[Stored dataset items]

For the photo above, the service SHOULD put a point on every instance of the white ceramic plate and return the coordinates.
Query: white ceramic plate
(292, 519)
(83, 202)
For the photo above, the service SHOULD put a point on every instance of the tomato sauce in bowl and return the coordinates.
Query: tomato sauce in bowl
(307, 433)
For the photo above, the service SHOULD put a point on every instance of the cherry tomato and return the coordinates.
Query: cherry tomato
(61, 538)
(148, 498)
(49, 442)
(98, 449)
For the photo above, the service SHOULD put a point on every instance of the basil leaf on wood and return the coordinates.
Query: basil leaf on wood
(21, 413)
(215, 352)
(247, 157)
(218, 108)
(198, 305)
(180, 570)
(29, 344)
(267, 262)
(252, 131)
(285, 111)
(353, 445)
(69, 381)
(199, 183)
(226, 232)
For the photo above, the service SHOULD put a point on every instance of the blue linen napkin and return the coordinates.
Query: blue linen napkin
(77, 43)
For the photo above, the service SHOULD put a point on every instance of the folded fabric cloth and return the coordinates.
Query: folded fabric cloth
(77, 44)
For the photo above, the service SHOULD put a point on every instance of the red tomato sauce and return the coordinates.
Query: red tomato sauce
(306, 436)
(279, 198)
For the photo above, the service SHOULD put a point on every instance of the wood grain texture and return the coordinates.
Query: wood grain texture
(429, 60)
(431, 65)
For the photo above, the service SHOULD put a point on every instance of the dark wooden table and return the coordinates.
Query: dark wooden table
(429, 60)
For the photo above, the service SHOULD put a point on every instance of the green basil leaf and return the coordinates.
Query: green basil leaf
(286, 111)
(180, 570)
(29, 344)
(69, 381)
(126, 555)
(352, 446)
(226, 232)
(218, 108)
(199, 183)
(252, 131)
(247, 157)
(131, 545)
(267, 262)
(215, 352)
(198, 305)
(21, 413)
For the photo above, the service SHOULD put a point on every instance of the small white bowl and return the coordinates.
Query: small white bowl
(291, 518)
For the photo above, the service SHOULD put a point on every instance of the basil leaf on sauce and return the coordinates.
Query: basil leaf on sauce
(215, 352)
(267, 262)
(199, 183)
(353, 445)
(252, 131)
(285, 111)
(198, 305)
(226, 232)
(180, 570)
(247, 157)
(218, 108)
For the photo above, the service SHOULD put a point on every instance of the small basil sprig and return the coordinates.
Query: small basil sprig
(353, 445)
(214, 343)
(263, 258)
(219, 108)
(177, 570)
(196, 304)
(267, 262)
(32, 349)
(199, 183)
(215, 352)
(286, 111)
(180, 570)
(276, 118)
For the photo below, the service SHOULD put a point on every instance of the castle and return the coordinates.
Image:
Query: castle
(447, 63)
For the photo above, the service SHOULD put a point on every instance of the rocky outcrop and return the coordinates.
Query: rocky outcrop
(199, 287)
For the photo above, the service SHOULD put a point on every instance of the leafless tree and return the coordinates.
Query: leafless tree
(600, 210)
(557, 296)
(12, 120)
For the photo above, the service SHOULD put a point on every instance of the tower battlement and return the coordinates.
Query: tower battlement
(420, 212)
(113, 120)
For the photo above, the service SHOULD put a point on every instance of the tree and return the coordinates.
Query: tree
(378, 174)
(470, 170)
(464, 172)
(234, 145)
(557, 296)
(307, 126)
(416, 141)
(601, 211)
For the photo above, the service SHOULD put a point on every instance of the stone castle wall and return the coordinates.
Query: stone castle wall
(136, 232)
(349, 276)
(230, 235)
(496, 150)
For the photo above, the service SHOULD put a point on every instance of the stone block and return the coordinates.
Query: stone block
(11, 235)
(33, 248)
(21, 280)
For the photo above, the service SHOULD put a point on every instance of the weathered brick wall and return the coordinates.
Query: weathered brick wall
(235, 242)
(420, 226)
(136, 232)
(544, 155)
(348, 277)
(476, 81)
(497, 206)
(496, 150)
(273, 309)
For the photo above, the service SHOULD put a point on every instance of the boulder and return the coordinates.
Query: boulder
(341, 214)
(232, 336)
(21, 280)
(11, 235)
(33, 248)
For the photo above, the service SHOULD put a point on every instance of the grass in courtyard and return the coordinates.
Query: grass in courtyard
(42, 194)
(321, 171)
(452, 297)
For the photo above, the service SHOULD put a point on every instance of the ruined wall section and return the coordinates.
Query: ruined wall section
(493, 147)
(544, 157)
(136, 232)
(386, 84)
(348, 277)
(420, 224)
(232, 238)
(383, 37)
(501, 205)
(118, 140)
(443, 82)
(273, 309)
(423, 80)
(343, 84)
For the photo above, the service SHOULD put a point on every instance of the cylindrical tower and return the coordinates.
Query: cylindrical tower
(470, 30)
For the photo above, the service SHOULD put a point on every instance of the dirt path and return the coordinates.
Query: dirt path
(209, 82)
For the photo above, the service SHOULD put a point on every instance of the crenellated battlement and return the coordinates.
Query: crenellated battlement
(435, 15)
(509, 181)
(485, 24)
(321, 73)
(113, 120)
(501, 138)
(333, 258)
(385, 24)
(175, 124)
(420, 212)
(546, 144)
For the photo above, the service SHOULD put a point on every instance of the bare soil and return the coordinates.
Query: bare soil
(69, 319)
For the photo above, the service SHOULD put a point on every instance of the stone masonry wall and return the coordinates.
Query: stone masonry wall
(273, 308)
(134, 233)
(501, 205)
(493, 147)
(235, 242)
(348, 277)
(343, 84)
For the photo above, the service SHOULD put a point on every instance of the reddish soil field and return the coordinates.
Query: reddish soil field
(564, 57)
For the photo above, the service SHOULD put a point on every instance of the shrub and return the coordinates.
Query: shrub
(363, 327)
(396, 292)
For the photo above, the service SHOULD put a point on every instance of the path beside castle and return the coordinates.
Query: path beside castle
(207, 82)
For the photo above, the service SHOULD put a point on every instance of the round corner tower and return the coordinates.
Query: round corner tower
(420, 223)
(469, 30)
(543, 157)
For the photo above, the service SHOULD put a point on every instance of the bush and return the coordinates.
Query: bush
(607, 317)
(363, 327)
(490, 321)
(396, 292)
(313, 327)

*WORK INSTRUCTION*. Retype all the data. Nothing may be left out or altered.

*ANSWER TO THIS PROBLEM*.
For the photo above, the service SHOULD put a point on every instance of the white ceramic plate and return the coordinates.
Query: white ceramic plate
(292, 519)
(83, 202)
For the photo above, the service SHOULD put a point on every instance of the tomato sauce in bowl and return the coordinates.
Query: tomato sauce in bowl
(307, 433)
For the photo above, the service SHOULD put a point on every instance of the cherry tomato and return the coordinates.
Query: cherry tomato
(61, 538)
(148, 498)
(49, 442)
(98, 449)
For the photo above, the service SHOULD put a point on every instance of the basil leaf on wood and return the coordinates.
Query: basil leaf on wood
(21, 413)
(215, 352)
(247, 157)
(218, 108)
(198, 305)
(180, 570)
(29, 344)
(267, 262)
(252, 131)
(285, 111)
(353, 445)
(69, 381)
(199, 183)
(226, 232)
For the photo above, the service SHOULD put a point on every instance of the blue linen napkin and return the coordinates.
Query: blue linen napkin
(77, 43)
For the photo above, the service SHOULD put a point on every instance of the folded fabric cloth and return the coordinates.
Query: folded fabric cloth
(77, 44)
For the photo above, the service SHOULD put a point on every instance of the red tomato sauce and return the coordinates.
Query: red tomato sauce
(306, 436)
(279, 198)
For the photo above, the service SHOULD put a point on every instance of the wood grain texture and return the coordinates.
Query: wood grain texture
(429, 60)
(431, 65)
For the photo above, the service SHOULD put a point on every instance of the dark wooden table and return the coordinates.
Query: dark wooden table
(429, 60)
For the photo above, the service SHOULD put a point on every instance of the green basil leaf and return the coordinates.
Query: green basil leaf
(286, 111)
(180, 570)
(29, 344)
(69, 381)
(126, 555)
(352, 446)
(226, 232)
(218, 108)
(199, 183)
(252, 131)
(247, 157)
(131, 545)
(267, 262)
(215, 352)
(198, 305)
(21, 413)
For the photo above, the service SHOULD put a point on every instance of the small white bowl and return the coordinates.
Query: small white bowl
(291, 518)
For the photo above, the service SHOULD put a point on every instance of the basil leaf on sauce and return the coordinates.
Query: basil leaf on sauce
(215, 352)
(267, 262)
(199, 183)
(353, 445)
(252, 131)
(285, 111)
(198, 305)
(226, 232)
(180, 570)
(247, 157)
(218, 108)
For the photo above, the service SHOULD put a point on every instance of the small basil sprig and return the coordinates.
Query: small basil sprig
(353, 445)
(214, 343)
(263, 258)
(219, 108)
(177, 570)
(196, 304)
(267, 262)
(32, 349)
(199, 183)
(215, 352)
(286, 111)
(180, 570)
(276, 118)
For the photo below, the service SHOULD put a point on every instance of the castle and return the coordinates.
Image:
Query: castle
(447, 63)
For the photo above, the service SHOULD put a point on every instance of the rocky outcrop and return the coordinates.
Query: rocky outcrop
(199, 287)
For the photo above, the service SHOULD put a point on every instance of the leafless tree and return the coordinates.
Query: leafless tree
(600, 210)
(557, 296)
(12, 120)
For the photo above, the service SHOULD put a point on every instance of the tower battlement and return the coordinates.
Query: tower battlement
(420, 212)
(113, 120)
For the photo above, the service SHOULD put a point on every instance of the tree and return the coordinates.
Query: tree
(378, 174)
(470, 170)
(464, 172)
(234, 145)
(557, 296)
(307, 126)
(416, 141)
(601, 211)
For the photo above, the service SHOULD put a point on every instance of the stone castle wall and return the coordinates.
Query: stone castle wall
(136, 232)
(349, 276)
(230, 235)
(496, 150)
For the photo above, the service SHOULD put a point on every instance of the stone block and return the coordinates.
Query: stone block
(11, 235)
(33, 248)
(21, 280)
For the photo above, the service SHOULD put a point on every instance of the weathered brick wall and return the coordinates.
Query: weathered brick wall
(235, 242)
(420, 226)
(136, 232)
(544, 155)
(348, 277)
(476, 81)
(497, 206)
(496, 150)
(273, 309)
For the photo above, the service SHOULD put a point on every instance of the boulder and return the coordinates.
Query: boulder
(341, 214)
(232, 336)
(21, 280)
(11, 235)
(33, 248)
For the photo above, the service SHOULD put a point on every instance of the grass in courtyard and return the coordinates.
Query: grass in courtyard
(42, 194)
(321, 171)
(452, 297)
For the photo above, the service SHOULD put a point on every instance of the ruined wall section and return the coordinates.
Query: ruined wall section
(493, 147)
(544, 157)
(136, 232)
(386, 84)
(348, 277)
(420, 224)
(232, 238)
(383, 37)
(501, 205)
(118, 140)
(443, 82)
(273, 309)
(423, 80)
(343, 84)
For the photo above, the service SHOULD put a point on every instance of the cylindrical tower and return the coordinates.
Query: cylindrical tower
(470, 30)
For the photo above, the service SHOULD put a point on every instance of the dirt path and return the coordinates.
Query: dirt path
(209, 82)
For the photo above, the service SHOULD put a point on every instance of the crenellated battlement and return the coordinates.
Query: crenellated battlement
(435, 15)
(509, 181)
(485, 24)
(321, 73)
(113, 120)
(501, 138)
(333, 258)
(385, 24)
(175, 124)
(420, 212)
(546, 144)
For the photo above, the service SHOULD put a point on every instance of the bare soil and return the coordinates.
Query: bare soil
(69, 319)
For the photo above, the service SHOULD put a point on every instance of the stone masonry wall and return the coordinates.
Query: stone masonry wall
(273, 308)
(134, 233)
(501, 205)
(493, 147)
(235, 242)
(348, 277)
(343, 84)
For the photo above, the service SHOULD put a point on every instance of the reddish soil field and return the coordinates.
Query: reddish soil field
(564, 57)
For the photo above, the service SHOULD put a point on every instance of the shrub and return the coordinates.
Query: shrub
(363, 327)
(396, 292)
For the photo above, the service SHOULD put a point on every instance of the path beside castle and return the coordinates.
Query: path beside castle
(207, 82)
For the photo above, the service SHOULD put a point on every instance of the round corner tower and return the coordinates.
Query: round corner tower
(420, 223)
(469, 30)
(543, 157)
For the photo above, the service SHOULD put a point on every instance of the bush and return the coordinates.
Query: bush
(607, 317)
(363, 327)
(490, 321)
(396, 292)
(313, 327)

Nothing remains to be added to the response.